Start of Data extract
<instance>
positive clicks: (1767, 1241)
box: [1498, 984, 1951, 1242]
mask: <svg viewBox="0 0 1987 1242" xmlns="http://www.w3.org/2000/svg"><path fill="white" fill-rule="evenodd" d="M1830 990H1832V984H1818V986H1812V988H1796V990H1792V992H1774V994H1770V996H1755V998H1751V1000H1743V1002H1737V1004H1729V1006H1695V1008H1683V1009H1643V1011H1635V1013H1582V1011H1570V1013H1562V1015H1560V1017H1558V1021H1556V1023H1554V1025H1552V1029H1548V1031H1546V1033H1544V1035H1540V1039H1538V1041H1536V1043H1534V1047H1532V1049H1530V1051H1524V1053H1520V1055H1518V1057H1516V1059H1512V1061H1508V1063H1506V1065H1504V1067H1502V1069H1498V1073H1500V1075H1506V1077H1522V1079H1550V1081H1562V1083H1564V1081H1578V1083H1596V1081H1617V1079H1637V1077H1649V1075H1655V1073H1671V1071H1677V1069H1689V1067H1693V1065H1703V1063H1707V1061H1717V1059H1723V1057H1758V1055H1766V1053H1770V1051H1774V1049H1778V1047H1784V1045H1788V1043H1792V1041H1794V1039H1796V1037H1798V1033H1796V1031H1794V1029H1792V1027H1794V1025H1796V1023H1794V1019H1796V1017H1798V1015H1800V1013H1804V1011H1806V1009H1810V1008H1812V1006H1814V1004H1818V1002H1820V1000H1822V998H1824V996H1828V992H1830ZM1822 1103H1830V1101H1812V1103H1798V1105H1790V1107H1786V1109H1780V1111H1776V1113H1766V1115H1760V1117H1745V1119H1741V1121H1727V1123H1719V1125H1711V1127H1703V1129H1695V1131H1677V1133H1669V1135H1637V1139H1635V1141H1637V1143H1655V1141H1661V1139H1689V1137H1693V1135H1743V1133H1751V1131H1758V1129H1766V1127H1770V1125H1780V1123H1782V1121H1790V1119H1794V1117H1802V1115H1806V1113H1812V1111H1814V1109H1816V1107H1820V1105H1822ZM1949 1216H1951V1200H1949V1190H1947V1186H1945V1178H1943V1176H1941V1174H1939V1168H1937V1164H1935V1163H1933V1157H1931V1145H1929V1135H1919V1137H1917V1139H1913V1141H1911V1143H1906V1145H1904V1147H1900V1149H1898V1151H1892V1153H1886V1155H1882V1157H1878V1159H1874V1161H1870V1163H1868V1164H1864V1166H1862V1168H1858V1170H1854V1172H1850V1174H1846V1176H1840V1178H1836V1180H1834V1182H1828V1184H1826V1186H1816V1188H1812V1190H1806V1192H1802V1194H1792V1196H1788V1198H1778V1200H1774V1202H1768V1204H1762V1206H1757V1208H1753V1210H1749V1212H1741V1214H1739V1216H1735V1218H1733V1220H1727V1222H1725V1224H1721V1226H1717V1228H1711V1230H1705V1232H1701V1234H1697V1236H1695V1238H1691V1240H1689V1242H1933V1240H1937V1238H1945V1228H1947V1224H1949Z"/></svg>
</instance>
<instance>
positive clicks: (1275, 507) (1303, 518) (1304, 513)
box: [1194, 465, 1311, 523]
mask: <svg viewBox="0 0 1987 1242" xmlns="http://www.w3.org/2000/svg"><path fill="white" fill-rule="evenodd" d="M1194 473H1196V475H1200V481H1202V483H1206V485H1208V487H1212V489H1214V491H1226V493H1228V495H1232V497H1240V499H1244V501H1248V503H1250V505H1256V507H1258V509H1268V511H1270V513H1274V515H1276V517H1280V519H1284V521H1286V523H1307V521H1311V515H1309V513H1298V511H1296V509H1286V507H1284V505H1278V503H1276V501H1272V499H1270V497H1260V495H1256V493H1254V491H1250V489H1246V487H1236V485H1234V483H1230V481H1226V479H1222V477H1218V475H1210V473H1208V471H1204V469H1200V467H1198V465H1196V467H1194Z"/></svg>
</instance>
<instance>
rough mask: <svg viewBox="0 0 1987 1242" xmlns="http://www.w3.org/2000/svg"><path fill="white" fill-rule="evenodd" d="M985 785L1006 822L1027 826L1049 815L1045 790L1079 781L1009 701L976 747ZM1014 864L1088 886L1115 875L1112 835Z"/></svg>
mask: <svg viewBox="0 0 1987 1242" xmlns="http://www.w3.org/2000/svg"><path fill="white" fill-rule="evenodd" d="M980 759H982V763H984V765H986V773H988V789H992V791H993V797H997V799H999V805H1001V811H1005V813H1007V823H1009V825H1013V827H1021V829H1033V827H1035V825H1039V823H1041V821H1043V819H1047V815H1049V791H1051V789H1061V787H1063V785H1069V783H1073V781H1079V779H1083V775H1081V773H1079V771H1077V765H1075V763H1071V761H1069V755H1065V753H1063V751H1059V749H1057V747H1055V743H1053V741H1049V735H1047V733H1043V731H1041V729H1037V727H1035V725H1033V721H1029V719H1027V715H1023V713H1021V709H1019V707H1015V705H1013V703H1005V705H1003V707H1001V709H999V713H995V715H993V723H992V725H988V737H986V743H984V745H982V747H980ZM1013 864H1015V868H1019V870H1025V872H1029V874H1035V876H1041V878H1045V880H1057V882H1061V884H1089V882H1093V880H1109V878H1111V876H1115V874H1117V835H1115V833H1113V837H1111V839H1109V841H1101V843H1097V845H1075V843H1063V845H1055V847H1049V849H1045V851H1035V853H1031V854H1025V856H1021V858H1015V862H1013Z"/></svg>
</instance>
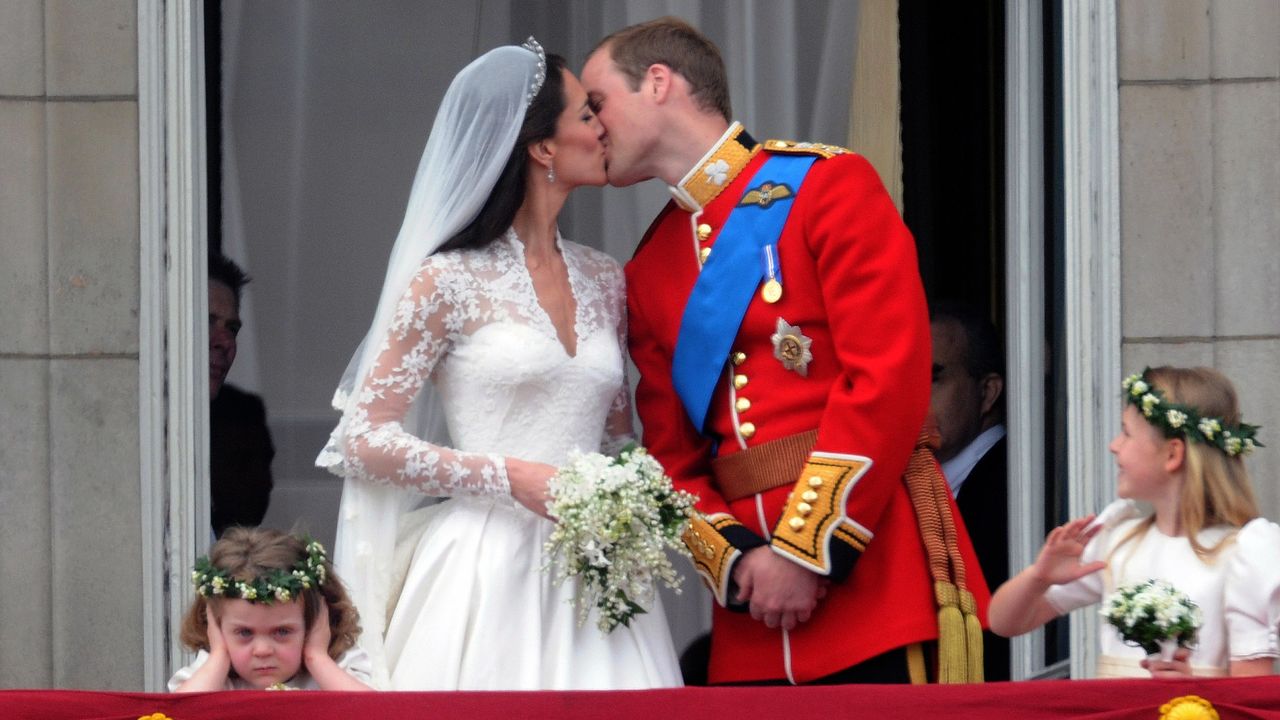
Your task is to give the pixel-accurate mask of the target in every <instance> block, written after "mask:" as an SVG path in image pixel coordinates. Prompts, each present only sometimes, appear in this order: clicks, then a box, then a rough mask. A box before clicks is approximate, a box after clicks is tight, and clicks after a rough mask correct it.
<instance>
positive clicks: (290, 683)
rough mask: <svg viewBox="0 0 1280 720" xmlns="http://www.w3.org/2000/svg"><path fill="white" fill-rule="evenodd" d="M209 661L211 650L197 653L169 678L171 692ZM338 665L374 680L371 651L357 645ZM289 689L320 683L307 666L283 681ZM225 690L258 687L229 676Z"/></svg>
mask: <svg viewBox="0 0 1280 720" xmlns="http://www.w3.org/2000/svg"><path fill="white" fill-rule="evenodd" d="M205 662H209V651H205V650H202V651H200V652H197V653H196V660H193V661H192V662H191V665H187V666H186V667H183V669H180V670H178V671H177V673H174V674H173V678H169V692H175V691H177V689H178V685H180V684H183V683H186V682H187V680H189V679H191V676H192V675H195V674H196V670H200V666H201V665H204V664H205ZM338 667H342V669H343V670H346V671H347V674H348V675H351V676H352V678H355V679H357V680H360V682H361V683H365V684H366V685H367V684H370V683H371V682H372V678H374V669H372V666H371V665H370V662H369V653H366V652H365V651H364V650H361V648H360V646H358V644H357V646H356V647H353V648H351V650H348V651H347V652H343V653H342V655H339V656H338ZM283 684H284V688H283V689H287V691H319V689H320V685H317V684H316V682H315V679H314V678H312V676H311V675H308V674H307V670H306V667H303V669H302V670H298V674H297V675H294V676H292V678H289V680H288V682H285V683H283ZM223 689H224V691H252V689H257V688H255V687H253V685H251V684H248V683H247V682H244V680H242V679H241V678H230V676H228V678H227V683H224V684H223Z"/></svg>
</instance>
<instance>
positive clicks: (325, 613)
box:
End of Data extract
### What the exercise asks
From the entries above, show each line that includes the string "positive".

### Solution
positive clicks: (1767, 1241)
positive clicks: (1275, 507) (1303, 518) (1304, 513)
positive clicks: (290, 683)
positive clicks: (325, 613)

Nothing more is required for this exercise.